### DOCUMENT PASSAGE
Wednesday, October 9, 2024

Voters Will Decide if They Want Home Demonstration Agent, Agriculture Agent, Superintendent of Welfare, Oct. 10, 1924

Grabbing Hard After Pennies. . . Commissioners Would Abolish Inexpensive Offices If Votes Will Do It

Claiming that the people of Pasquotank County have protested so much against the expense, the County Commissioners have hit upon a possible way to abolish the offices of Superintendent of Welfare, the County Home Demonstration Agent and the Agricultural Agent, by passing the buck to the voters in the November election. Ballots for this purpose were prepared Monday by the Commissioners.

Now let’s see how much money the Commissioners are going to save the taxpayers in their penny pinching zeal to make a record for saving the taxpayers’ money. These three officers to be found in every progressive county are serving Pasquotank on nominal salaries, half of which are furnished by the State and Federal Governments. Pasquotank is paying only $225 a month on the salaries of these officers.

If the Commissioners do away with these offices, or if the people vote them out of the county, they will save each taxpayer about 1 cent on every $100 of property. For instance, if a farmer owns property valued at $5,000, he will save 50 cents a year.

### SOURCE MATERIAL

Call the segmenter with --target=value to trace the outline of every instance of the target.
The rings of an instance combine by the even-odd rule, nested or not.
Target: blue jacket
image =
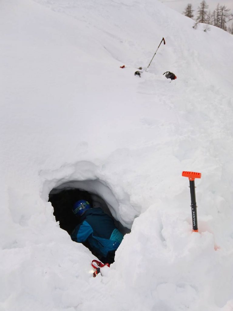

### TO-DO LIST
A - Answer these questions about the article on the Pasquotank County offices, one per line:
(i) On what day did the Commissioners prepare the ballots?
(ii) How much does Pasquotank pay each month on the salaries of the three officers?
(iii) How much a year would a farmer with property valued at $5,000 save?
B - Carry on the article about the Pasquotank County offices from its final sentence.

### OUTPUTS BY TASK
A -
(i) Monday
(ii) $225
(iii) 50 cents

B -
This done, every farmer will lose the services of a trained farm expert capable and always available to give valuable assistance and advice on many farm problems, a man who is now giving his services toward making a fair in Elizabeth City by refusing the customary $100 that has heretofore been allotted. Every farm girl and farm woman will then be denied the services of the Home Demonstration Agent, who now rides from school to school, teaching the girls to make better bread, cakes, preserves, jelly, to be better housekeepers, to take more price in their homes, and make better wives for the boys who are growing up on the farms today.

Doing away with the County Welfare Officer will deprive Pasquotank County of a woman whose valuable work is known all over the state, who is tirelessly working for the kind of unfortunate and underprivileged people who sometimes without the comforting stay of such influence become a burden on society. Pasquotank would do away with this type of woman who did not hesitate to bring to the courts E.E. Clarke, the man who preyed upon small girls, robbing them of their childhood innocence and blasting their reputation.

“The man with the canker in his system to vote away these advantages in order to save a few dimes a year should never show his face in Pasquotank County again,” said one man this week. “The Commissioners say they have been begged by the people to do away with these offices. If these are the only kind of people the commissioners ever advise with, then sorry indeed are the commissioners. Perhaps the clamor brought to the commissioners has been somewhat magnified, for with over half of the property in the county owned by residents of Elizabeth City, is it not strange that nothing of the kinds is heard from Elizabeth City folks?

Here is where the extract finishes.